### Task prompt
Copy exactly, and only, the lines from the line containing "Target: gray linen napkin" through the last line of the records below, both included.

Given data start

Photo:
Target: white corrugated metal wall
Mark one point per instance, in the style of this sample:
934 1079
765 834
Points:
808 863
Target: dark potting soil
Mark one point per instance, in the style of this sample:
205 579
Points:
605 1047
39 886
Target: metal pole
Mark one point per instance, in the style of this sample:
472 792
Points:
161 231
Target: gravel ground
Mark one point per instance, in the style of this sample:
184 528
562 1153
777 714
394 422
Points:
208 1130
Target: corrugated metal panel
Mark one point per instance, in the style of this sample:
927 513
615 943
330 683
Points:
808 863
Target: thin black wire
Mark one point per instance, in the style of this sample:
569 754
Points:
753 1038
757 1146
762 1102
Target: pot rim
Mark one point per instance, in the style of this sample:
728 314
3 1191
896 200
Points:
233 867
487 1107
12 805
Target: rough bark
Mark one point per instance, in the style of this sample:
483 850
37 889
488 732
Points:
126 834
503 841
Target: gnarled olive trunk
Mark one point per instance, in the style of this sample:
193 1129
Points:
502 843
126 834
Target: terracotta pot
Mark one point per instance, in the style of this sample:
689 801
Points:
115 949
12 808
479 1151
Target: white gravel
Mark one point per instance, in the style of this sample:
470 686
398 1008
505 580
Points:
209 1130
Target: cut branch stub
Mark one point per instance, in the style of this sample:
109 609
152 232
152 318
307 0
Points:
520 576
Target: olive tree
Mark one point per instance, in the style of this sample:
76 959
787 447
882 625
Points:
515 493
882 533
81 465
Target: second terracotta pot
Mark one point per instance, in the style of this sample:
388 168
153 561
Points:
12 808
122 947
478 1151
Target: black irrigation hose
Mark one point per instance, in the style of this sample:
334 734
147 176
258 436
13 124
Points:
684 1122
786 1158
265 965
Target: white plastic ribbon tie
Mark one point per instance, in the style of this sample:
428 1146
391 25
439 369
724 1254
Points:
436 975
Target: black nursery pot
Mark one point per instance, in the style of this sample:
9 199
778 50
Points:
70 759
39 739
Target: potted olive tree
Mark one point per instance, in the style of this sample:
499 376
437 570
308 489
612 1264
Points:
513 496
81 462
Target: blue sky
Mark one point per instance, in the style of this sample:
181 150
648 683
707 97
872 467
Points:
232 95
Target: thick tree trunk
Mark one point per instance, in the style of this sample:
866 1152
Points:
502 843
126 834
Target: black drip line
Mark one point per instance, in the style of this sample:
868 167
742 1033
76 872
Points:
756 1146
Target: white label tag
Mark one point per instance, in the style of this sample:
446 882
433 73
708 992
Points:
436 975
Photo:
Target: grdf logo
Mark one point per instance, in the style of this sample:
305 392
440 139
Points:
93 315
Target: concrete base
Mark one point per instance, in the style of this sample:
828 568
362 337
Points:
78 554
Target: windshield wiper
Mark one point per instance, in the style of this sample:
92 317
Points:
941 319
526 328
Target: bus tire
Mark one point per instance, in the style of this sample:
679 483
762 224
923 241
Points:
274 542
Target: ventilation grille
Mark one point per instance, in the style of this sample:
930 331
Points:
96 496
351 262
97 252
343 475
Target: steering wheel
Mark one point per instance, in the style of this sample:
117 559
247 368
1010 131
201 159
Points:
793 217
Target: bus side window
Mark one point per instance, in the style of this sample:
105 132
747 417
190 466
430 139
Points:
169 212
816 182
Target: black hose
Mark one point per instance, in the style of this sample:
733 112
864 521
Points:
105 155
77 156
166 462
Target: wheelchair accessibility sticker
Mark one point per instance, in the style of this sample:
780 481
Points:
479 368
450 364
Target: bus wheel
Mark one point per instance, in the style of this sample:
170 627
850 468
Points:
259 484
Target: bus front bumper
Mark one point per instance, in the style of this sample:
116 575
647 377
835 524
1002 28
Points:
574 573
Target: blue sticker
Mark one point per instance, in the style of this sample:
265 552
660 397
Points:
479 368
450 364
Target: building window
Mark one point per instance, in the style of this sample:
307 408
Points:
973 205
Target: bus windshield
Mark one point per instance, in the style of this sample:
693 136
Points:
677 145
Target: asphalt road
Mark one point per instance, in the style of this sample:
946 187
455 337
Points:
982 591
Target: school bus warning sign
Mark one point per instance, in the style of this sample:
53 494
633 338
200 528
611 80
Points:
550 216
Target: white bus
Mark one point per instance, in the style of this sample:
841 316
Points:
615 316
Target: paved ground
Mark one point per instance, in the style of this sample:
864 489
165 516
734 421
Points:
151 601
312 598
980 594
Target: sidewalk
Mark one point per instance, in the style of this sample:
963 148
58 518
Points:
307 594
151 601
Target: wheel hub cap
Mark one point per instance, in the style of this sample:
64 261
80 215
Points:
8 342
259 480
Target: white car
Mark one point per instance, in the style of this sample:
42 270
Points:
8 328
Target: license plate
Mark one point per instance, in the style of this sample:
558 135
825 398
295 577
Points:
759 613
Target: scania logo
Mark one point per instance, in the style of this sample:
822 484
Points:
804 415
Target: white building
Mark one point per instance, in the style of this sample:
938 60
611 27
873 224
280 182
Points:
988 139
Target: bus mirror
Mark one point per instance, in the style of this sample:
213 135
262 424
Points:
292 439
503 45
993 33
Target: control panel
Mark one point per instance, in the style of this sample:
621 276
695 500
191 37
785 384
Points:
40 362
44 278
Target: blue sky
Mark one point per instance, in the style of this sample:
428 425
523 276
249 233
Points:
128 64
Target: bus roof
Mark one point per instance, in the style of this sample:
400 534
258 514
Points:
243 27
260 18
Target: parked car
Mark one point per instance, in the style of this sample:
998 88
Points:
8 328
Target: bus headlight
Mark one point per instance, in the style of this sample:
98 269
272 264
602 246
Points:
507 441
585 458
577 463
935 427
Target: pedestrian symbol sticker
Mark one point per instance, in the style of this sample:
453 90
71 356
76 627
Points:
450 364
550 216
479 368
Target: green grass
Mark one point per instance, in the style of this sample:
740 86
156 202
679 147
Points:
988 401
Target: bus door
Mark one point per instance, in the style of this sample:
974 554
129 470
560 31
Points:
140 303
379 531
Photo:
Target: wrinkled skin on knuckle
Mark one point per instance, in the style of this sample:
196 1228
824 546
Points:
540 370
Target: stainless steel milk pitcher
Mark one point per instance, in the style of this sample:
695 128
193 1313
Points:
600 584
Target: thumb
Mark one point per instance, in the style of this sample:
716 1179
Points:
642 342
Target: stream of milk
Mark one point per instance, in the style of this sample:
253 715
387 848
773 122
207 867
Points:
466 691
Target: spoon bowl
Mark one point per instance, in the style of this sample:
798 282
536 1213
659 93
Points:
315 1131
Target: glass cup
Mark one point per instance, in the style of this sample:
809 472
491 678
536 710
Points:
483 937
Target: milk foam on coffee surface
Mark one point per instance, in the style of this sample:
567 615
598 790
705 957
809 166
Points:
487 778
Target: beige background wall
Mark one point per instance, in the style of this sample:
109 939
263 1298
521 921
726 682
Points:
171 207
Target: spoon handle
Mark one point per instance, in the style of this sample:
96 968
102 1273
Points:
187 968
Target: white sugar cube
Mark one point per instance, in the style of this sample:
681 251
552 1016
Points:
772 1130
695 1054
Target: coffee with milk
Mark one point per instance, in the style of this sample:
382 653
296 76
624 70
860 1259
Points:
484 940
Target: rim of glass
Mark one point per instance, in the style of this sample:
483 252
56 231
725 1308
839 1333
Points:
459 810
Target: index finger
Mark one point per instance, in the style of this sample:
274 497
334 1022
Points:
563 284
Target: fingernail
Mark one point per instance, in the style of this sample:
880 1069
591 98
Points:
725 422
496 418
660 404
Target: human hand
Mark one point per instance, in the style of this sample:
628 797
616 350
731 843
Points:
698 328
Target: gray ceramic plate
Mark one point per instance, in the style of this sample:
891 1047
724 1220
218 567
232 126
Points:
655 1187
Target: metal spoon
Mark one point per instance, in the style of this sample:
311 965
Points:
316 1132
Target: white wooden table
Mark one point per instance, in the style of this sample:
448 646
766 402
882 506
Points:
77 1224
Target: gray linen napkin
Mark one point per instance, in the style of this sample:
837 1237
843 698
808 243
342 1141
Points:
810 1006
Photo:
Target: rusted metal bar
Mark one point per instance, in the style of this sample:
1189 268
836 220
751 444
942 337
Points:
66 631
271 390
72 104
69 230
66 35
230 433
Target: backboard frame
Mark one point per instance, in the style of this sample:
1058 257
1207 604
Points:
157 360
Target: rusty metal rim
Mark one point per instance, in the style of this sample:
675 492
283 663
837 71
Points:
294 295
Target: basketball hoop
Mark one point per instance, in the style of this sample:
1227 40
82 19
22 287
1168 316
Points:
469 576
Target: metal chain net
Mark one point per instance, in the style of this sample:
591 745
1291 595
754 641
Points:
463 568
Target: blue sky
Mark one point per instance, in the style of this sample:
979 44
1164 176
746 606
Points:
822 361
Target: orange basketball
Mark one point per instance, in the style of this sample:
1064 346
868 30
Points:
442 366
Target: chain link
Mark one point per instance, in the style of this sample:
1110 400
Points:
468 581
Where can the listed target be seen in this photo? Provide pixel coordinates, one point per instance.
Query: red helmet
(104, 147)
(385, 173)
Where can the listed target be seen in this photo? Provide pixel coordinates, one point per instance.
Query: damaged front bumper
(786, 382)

Given data end

### Written answer
Target: gray linen napkin
Mark one point per instance, in the style of this sample:
837 1237
843 698
808 243
342 1141
Points:
810 1006
Photo:
Target: rusted metal bar
Mark one point per instance, in the style of this sample:
1189 268
836 220
751 444
942 337
Points:
66 631
271 390
72 104
69 230
66 35
230 433
Target: backboard frame
Mark one point per instance, in the style of this sample:
1058 257
1207 604
Points:
157 360
Target: rusty metal rim
Mark one point per instance, in the style of this sample:
675 492
283 663
837 71
Points:
294 295
Target: basketball hoop
Mark one point per instance, in the style of this sample:
1227 40
82 19
22 287
1168 316
Points:
469 576
Target: metal chain net
Mark one point per instance, in the style of this sample:
591 745
1291 595
754 641
Points:
463 568
Target: blue sky
Mark one point per instance, in the style of this sample:
979 44
1164 176
746 606
Points:
822 361
Target: orange basketball
Mark one point per instance, in the style of this sample:
1064 346
868 30
Points:
442 366
Target: chain link
Mark one point per instance, in the style of this sample:
1110 400
Points:
468 581
Where can the listed target be seen in this photo? Provide pixel coordinates, one point per instance.
Query: red helmet
(104, 147)
(385, 173)
Where can the listed target be seen in this photo? Provide pixel coordinates, one point per instance.
Query: damaged front bumper
(786, 382)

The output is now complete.